(Items listed in a dataset)
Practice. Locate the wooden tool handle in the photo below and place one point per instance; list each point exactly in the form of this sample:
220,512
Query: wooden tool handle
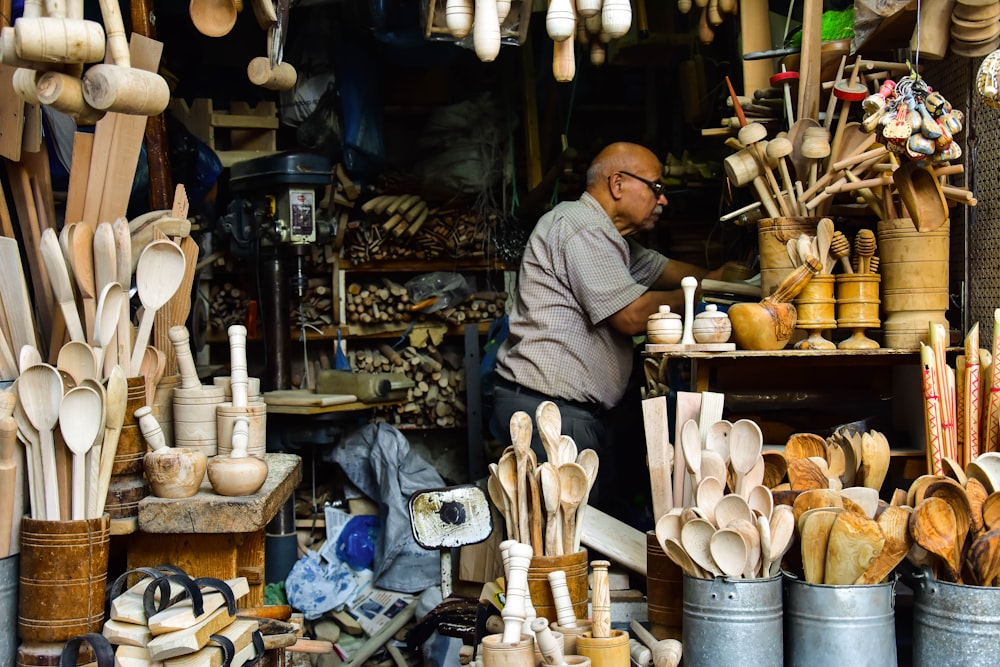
238,361
185,362
601,599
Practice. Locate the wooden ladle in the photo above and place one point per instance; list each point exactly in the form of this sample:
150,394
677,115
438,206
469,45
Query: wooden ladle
157,277
40,390
573,487
80,422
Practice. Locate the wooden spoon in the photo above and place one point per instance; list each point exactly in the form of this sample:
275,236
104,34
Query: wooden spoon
507,475
894,524
82,254
109,308
520,437
729,550
691,444
696,538
80,422
745,444
40,390
158,275
815,534
77,358
934,527
855,542
573,487
782,536
548,480
549,422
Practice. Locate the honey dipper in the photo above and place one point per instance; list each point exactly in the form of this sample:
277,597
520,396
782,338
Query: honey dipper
840,248
864,247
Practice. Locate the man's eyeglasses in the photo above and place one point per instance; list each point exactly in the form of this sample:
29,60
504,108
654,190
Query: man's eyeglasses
655,186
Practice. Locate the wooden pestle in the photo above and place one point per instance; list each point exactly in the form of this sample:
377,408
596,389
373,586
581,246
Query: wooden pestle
600,599
666,653
119,87
57,39
281,77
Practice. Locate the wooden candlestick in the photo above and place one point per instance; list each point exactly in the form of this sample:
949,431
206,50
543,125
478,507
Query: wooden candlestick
601,599
688,285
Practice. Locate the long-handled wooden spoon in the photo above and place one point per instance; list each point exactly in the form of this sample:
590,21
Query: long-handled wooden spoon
158,275
80,422
40,390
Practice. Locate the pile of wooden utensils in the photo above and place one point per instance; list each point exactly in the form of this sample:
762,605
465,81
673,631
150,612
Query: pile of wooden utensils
961,404
550,496
50,49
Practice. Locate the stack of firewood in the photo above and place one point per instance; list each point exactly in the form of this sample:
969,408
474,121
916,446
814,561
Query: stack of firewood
405,227
438,395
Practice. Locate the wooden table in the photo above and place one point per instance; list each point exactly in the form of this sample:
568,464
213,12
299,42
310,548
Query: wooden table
209,535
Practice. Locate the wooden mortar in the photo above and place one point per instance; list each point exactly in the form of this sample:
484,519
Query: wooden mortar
768,325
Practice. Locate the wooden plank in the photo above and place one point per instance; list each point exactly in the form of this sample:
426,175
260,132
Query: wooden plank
12,113
240,633
659,454
207,512
191,639
83,147
180,616
617,540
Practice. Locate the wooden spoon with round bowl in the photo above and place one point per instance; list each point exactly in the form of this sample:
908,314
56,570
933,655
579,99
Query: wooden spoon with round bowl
548,481
40,393
934,527
158,274
894,524
80,420
573,487
696,538
77,358
729,551
745,444
548,420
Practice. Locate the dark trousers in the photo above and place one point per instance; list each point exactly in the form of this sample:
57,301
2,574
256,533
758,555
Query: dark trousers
586,425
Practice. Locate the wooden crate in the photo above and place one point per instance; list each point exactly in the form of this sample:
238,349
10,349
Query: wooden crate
241,133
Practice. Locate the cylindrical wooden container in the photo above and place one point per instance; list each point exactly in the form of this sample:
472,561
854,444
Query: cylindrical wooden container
664,591
605,651
773,235
64,569
128,483
48,654
195,423
253,388
498,654
163,406
914,270
816,306
256,414
575,567
857,300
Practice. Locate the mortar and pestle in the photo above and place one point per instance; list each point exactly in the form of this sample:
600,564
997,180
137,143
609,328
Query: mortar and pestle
280,77
195,404
237,474
119,87
768,325
172,472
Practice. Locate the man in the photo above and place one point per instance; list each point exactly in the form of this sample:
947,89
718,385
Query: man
585,288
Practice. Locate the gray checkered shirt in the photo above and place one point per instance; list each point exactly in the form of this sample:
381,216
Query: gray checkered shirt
577,270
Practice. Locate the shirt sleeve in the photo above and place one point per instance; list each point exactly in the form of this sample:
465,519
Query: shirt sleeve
597,267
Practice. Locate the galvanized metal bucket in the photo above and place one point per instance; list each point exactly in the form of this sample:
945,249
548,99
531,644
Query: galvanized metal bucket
832,626
732,622
8,608
954,624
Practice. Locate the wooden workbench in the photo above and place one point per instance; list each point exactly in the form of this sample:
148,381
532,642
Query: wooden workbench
209,535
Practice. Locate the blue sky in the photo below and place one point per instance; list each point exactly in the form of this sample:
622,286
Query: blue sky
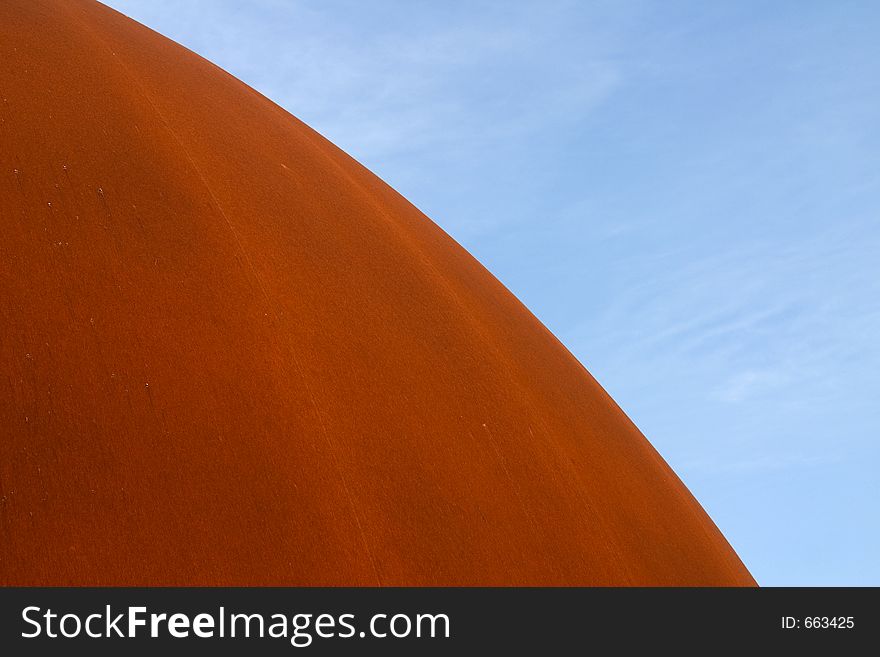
686,193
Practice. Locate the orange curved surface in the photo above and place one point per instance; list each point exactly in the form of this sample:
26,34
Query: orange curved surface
230,355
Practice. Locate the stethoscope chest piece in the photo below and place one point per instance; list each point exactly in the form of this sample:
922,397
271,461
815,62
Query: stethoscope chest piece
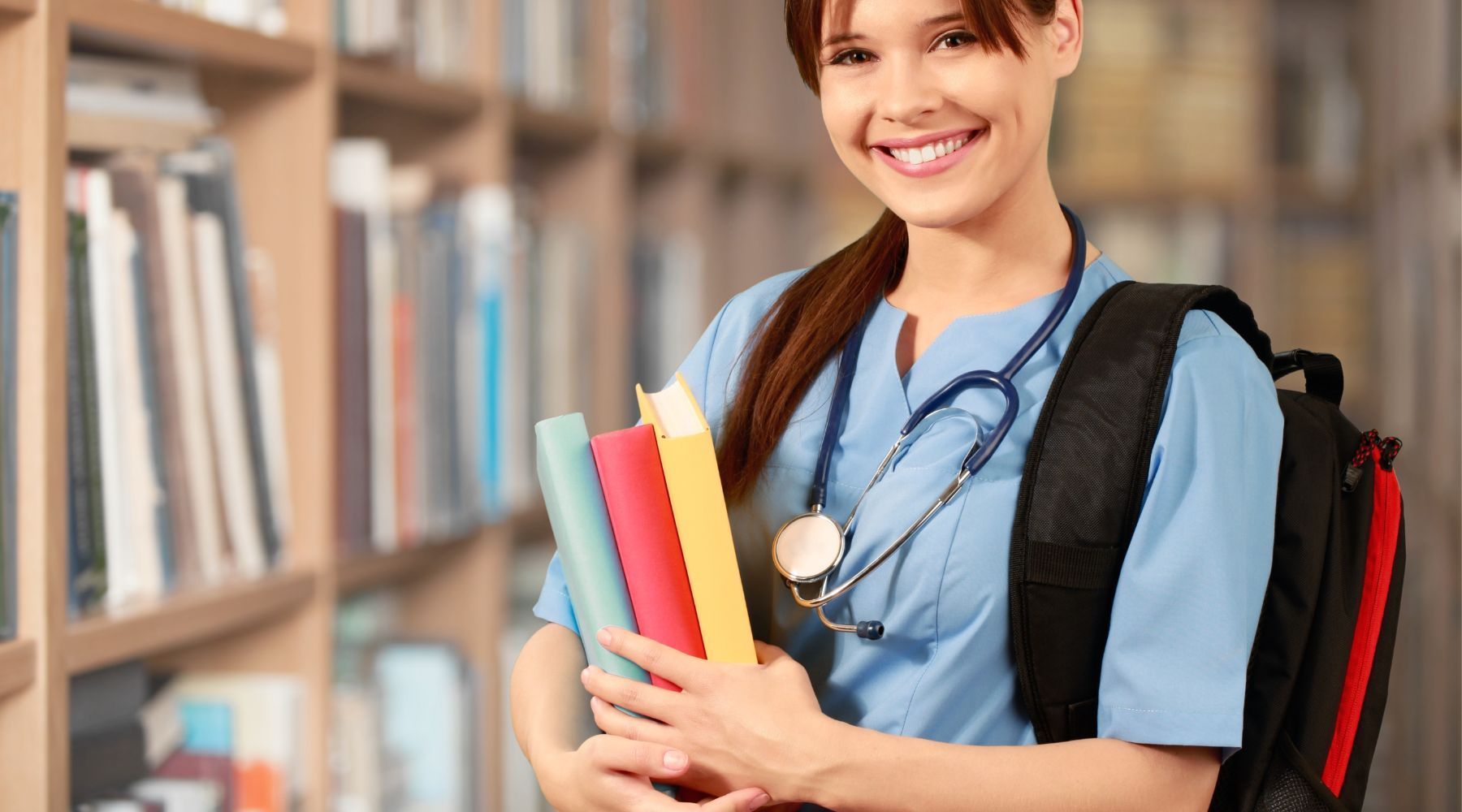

[Set problem]
Rewrite the stretch from the line containing "Practice. Locate the orange" through the end of the records, requests included, shifting every point coordinate in the answers up by 136. Leave the pictures out.

[The result]
Practice. Locate the orange curved surface in the photo above and place one point per instance; list each point exactly in the form of this sample:
26,34
Query: orange curved surface
366,491
Practice. Locate the stethoscope chest piece in the photo below and place one point per instance; list each point exactly in the form of this sample:
922,397
271,461
815,62
Query: stethoscope chest piece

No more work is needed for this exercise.